Work instructions.
Reproduce the material from its first line through the line containing "pixel 411 347", inclusive, substituting "shirt" for "jersey" and leaving everything else unchanged.

Records to use.
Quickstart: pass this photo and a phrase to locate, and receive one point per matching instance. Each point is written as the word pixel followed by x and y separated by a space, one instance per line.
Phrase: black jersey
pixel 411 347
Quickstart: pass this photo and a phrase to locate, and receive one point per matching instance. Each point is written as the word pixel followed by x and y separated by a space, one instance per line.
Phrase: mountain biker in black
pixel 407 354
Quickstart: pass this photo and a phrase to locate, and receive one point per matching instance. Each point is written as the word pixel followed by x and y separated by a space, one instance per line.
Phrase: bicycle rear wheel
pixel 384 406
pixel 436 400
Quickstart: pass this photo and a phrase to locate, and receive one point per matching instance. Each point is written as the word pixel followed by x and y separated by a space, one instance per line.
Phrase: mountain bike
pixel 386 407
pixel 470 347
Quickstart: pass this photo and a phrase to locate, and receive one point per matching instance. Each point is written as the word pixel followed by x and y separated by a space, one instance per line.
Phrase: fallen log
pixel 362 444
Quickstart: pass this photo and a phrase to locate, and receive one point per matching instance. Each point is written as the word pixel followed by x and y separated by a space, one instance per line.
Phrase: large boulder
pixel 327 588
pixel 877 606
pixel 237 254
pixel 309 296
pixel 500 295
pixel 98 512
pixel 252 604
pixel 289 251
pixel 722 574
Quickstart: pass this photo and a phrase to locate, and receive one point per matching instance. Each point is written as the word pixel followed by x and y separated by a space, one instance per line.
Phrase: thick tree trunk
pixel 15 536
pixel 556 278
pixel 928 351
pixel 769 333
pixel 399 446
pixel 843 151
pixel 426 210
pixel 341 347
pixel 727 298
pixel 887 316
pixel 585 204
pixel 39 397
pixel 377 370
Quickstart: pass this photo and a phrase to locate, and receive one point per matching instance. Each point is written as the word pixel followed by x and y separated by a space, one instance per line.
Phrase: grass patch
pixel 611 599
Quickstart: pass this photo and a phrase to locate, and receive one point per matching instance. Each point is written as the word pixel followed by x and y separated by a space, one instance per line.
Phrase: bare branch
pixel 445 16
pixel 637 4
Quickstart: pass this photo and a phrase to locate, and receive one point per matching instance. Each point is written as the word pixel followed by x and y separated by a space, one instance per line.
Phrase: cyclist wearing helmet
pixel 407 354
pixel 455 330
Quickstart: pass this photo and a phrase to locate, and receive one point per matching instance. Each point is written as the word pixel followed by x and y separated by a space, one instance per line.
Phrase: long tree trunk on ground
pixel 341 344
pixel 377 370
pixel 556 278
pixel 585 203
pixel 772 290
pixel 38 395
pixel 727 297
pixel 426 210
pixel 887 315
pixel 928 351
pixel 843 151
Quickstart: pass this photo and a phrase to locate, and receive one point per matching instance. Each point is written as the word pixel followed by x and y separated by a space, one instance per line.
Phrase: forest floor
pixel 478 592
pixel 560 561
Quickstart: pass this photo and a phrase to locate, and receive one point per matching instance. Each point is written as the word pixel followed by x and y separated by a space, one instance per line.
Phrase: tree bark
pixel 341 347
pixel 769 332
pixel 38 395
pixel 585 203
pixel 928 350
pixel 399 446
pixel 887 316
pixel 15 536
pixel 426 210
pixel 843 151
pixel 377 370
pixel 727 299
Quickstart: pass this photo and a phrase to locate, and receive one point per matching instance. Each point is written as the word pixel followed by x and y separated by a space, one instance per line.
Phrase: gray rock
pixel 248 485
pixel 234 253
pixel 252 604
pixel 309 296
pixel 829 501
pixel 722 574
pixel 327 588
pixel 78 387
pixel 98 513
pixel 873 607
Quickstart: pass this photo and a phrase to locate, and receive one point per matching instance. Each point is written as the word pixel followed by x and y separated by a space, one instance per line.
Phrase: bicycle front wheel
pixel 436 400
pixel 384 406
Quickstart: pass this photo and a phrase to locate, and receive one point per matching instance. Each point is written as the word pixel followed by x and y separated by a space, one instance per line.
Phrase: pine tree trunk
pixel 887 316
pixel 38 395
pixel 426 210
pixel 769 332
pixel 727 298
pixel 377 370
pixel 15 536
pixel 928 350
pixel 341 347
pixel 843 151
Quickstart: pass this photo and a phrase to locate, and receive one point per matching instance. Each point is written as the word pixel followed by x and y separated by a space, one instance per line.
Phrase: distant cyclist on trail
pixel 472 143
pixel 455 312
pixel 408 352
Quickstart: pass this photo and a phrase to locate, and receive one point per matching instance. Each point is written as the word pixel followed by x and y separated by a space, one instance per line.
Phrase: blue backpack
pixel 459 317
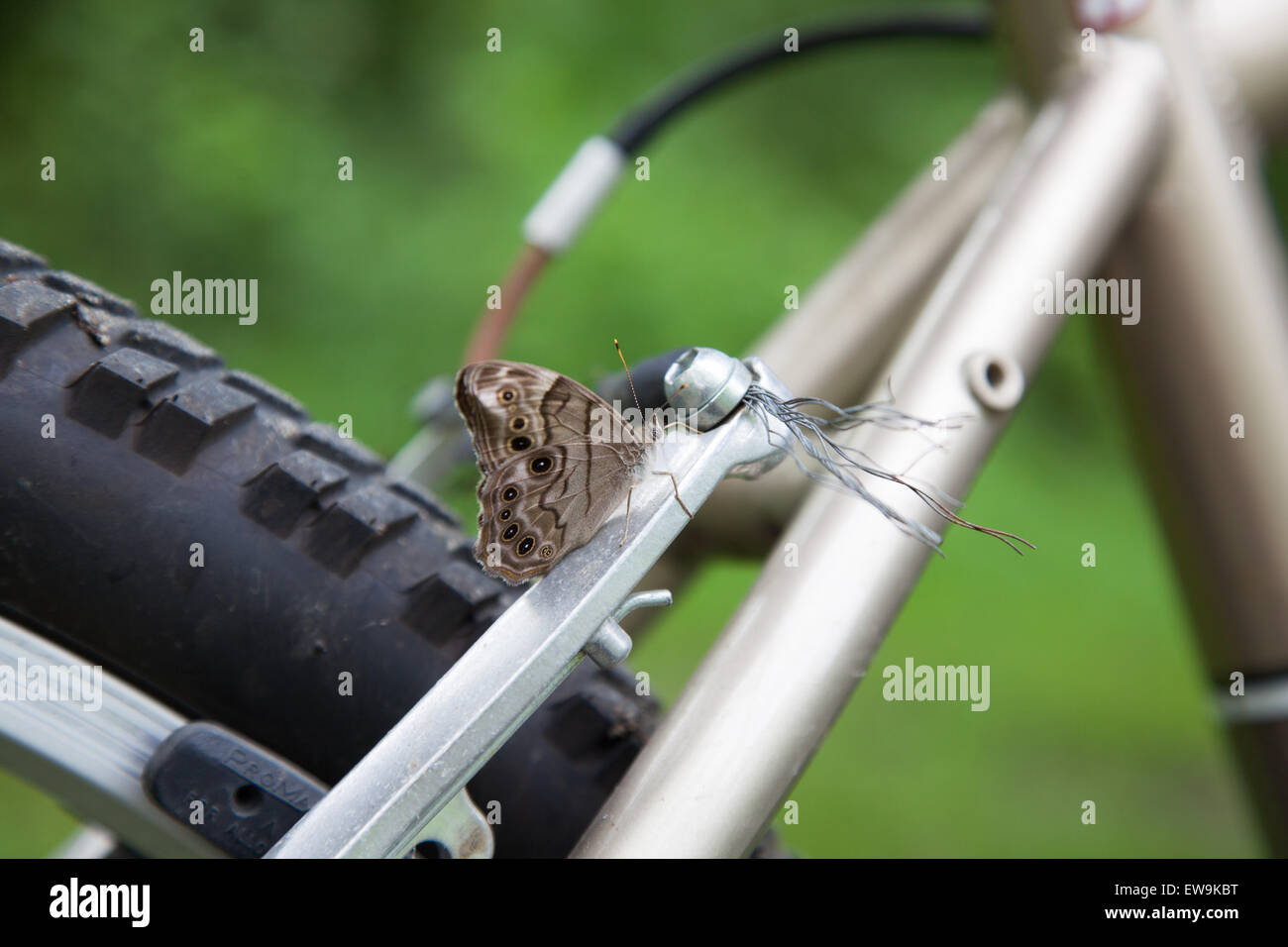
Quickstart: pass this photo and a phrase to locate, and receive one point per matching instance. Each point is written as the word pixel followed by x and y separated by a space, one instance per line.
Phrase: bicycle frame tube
pixel 764 697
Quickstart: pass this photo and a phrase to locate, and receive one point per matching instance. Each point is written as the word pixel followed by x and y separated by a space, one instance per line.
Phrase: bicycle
pixel 958 356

Correct response.
Quickstart: pass this photo and a phrase to locate, and receive one point per matching instance. Each point is written as the word pixel followed by x and y separated by a space, one instance per line.
Phrase: black shirt
pixel 411 347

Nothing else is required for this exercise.